Work item: Lines with the string "below" are to be identified in the listing and copied.

Raw data:

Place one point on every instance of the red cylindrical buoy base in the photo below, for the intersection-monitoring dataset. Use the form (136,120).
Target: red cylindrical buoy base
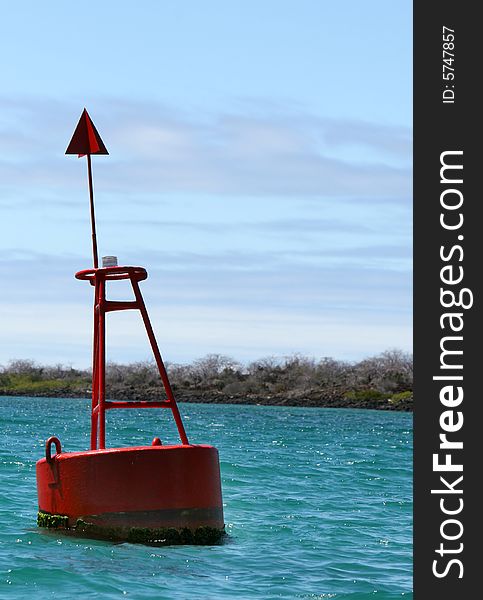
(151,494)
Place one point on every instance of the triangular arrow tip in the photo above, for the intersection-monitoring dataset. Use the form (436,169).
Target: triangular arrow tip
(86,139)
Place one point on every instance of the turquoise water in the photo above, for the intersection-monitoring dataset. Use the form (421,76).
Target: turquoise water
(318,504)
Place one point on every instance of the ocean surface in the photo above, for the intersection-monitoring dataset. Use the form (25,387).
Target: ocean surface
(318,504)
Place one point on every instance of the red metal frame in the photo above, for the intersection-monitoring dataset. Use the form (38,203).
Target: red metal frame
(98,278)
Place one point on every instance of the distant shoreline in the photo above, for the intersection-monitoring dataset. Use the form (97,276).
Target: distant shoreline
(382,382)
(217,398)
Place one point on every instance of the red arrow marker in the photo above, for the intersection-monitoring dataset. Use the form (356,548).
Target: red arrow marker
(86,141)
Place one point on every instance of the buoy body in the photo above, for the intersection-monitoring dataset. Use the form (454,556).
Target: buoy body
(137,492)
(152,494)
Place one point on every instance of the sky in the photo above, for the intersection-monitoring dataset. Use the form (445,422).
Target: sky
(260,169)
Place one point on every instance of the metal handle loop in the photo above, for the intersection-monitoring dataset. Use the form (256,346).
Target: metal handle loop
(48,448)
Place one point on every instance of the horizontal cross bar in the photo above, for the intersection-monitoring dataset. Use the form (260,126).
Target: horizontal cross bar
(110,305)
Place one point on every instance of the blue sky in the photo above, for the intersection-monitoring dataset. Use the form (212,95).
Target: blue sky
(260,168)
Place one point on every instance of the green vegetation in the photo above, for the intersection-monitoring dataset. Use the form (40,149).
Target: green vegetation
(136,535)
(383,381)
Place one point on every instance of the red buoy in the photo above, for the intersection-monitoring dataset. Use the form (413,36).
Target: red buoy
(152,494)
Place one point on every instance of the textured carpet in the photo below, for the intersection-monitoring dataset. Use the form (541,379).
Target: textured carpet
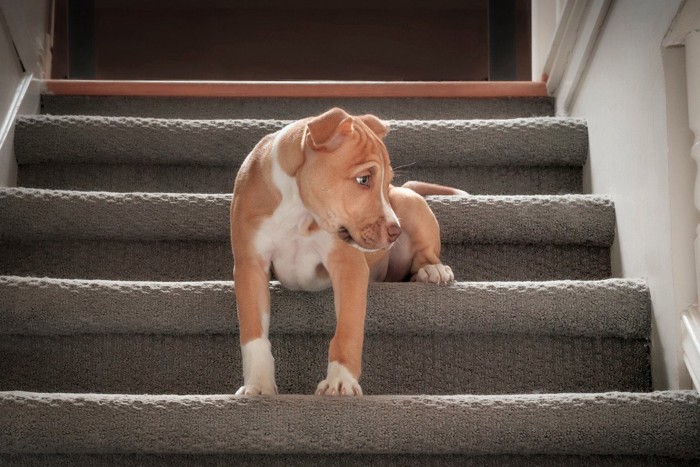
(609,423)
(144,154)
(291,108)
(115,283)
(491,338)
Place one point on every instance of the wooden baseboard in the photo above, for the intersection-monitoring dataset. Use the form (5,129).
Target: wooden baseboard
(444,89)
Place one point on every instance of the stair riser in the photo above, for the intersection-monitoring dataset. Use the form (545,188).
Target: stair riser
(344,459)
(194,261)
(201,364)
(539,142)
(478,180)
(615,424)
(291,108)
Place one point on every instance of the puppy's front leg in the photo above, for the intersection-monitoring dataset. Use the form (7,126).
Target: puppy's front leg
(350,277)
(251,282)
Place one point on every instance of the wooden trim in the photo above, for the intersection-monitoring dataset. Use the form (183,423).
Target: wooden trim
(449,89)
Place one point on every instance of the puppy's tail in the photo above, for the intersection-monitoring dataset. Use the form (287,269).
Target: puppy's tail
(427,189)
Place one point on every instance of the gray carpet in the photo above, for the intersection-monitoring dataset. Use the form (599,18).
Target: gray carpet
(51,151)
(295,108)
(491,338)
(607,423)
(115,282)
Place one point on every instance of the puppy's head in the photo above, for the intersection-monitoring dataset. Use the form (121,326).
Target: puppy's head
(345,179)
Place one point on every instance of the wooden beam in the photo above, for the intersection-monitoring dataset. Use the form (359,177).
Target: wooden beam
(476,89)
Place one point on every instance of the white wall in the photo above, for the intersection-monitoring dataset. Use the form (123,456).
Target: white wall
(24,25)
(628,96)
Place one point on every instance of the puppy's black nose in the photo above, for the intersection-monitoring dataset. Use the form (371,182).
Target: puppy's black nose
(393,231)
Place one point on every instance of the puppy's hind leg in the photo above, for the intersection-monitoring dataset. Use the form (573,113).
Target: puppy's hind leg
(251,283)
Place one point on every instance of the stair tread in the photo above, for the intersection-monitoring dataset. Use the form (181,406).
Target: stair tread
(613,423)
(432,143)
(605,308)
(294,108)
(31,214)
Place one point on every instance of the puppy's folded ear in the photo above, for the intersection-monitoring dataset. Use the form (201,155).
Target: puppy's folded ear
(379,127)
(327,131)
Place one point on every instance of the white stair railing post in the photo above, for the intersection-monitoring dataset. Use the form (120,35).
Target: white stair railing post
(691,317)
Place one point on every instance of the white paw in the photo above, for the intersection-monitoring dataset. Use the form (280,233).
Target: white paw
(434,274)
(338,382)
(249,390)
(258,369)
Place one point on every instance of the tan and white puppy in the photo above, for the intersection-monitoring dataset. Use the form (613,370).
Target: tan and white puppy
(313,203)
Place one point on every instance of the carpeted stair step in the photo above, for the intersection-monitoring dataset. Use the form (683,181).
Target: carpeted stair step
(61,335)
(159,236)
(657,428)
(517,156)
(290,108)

--

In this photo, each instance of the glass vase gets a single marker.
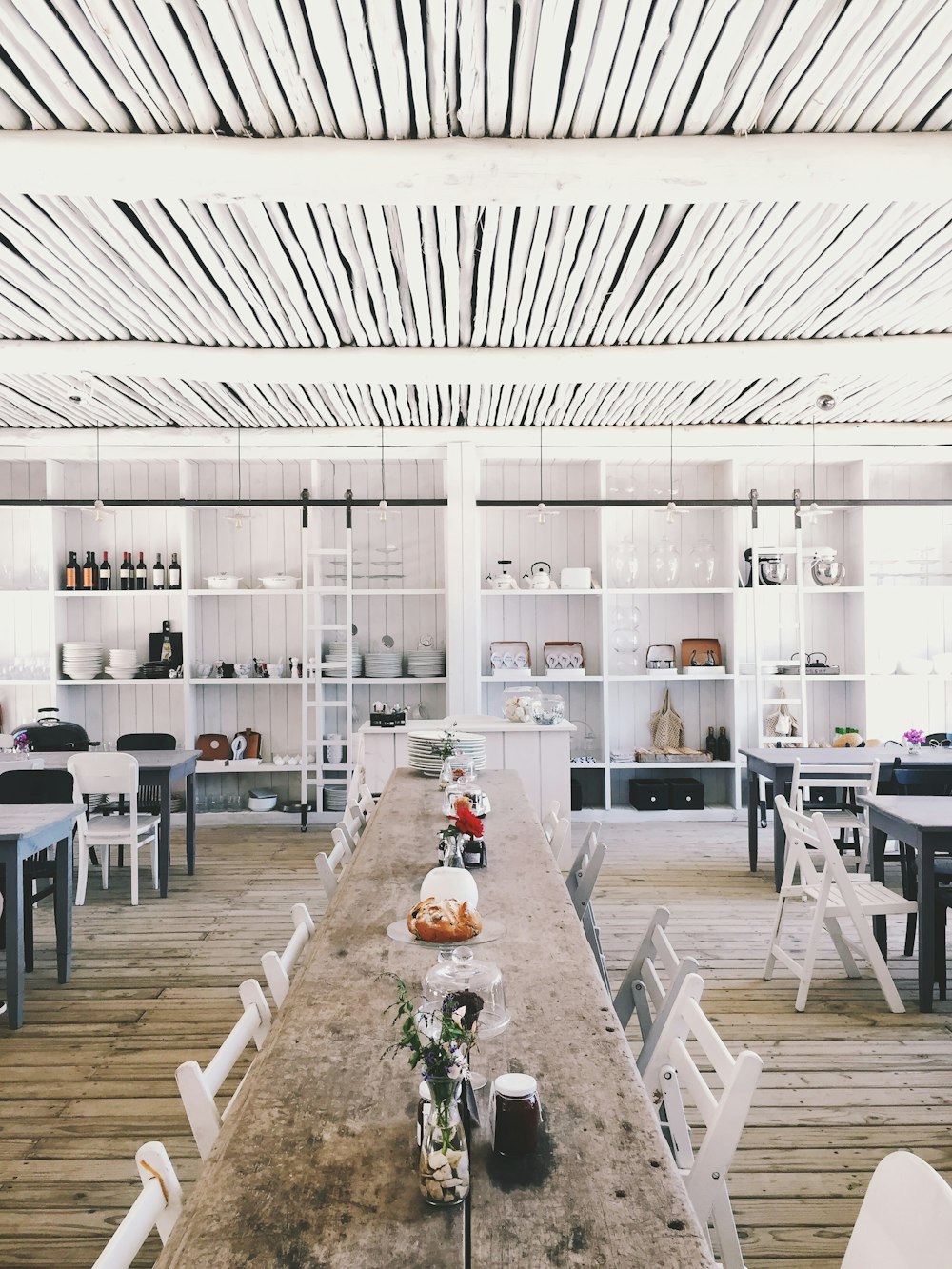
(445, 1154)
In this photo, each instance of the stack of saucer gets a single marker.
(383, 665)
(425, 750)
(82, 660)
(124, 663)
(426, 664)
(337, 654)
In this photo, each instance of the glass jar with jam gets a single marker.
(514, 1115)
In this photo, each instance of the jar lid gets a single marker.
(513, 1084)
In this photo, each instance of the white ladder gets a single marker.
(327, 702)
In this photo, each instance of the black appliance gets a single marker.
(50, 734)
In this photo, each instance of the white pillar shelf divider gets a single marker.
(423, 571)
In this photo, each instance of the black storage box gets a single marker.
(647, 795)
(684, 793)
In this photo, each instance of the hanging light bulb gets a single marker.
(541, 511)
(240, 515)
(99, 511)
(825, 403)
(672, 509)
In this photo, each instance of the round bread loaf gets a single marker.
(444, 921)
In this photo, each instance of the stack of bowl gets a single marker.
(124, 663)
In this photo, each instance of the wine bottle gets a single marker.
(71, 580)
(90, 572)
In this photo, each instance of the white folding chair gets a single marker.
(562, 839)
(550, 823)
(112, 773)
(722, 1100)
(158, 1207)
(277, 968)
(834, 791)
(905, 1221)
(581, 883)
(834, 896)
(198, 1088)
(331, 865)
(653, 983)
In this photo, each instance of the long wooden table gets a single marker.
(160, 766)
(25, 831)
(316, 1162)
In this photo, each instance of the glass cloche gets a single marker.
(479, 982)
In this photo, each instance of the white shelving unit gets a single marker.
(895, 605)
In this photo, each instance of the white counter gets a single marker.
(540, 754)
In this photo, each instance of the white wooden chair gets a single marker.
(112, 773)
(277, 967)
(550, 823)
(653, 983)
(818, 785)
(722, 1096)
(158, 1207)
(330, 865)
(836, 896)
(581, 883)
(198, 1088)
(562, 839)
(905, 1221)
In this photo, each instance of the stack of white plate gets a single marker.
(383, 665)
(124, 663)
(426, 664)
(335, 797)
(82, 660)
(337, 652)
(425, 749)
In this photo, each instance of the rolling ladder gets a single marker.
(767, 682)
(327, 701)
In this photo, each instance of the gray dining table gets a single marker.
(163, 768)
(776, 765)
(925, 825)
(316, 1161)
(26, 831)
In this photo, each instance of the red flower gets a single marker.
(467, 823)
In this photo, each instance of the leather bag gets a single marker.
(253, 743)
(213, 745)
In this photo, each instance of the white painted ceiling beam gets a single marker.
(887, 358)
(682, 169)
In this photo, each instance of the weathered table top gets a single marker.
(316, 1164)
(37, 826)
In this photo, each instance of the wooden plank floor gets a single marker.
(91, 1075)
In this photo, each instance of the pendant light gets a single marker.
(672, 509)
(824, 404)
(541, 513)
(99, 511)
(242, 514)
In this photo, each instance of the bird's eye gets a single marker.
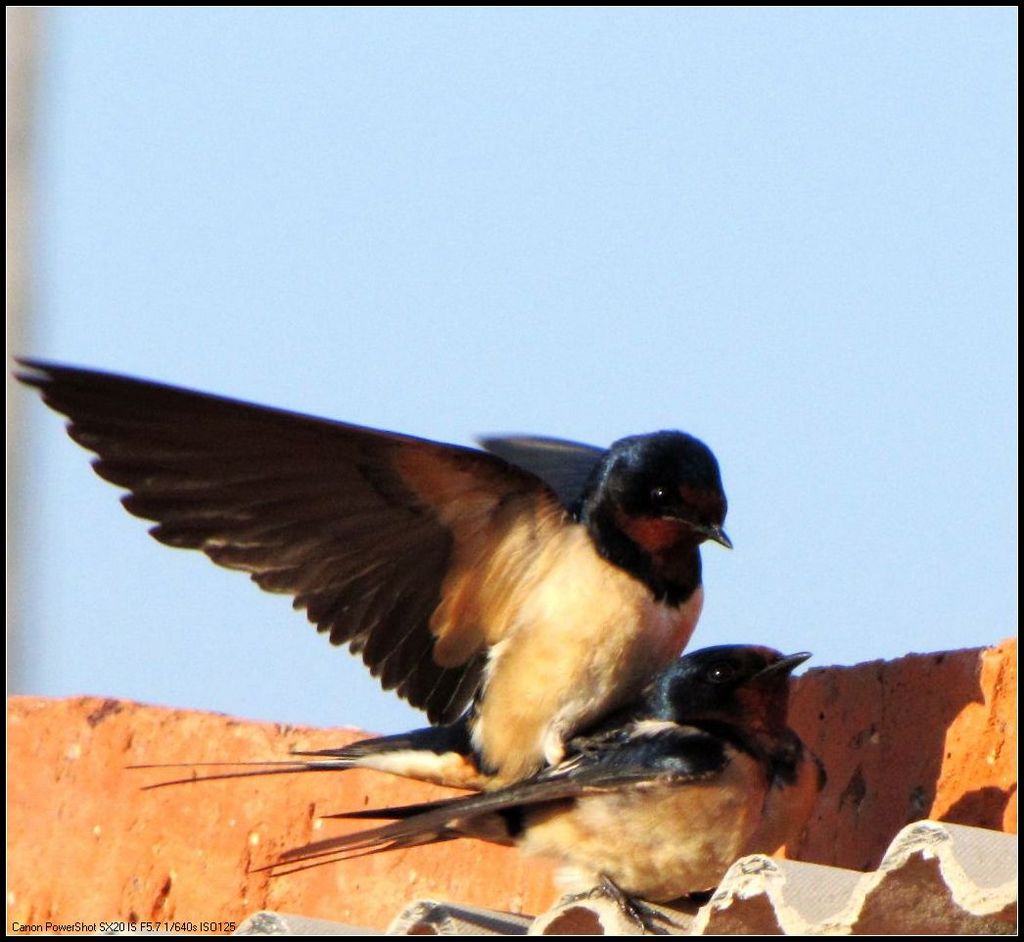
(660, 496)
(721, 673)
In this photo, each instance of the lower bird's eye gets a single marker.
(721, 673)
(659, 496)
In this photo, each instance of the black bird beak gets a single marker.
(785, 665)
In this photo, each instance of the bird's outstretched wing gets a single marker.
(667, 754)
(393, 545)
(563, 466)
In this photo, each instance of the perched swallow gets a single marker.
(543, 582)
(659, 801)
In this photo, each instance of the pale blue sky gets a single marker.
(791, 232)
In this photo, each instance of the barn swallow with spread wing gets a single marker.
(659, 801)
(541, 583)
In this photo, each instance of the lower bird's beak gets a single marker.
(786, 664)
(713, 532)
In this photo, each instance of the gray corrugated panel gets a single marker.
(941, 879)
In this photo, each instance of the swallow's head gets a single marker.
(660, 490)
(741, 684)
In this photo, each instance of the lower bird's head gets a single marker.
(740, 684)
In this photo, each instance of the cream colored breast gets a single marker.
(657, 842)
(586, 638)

Written answer:
Place one point on every instance of the red cylindrical buoy base in the photo below, for the intersection-monitoring dataset. Use the form (136,120).
Place one point on every instance of the textured carpet in the photo below, for the intersection-monitoring dataset. Use the form (541,379).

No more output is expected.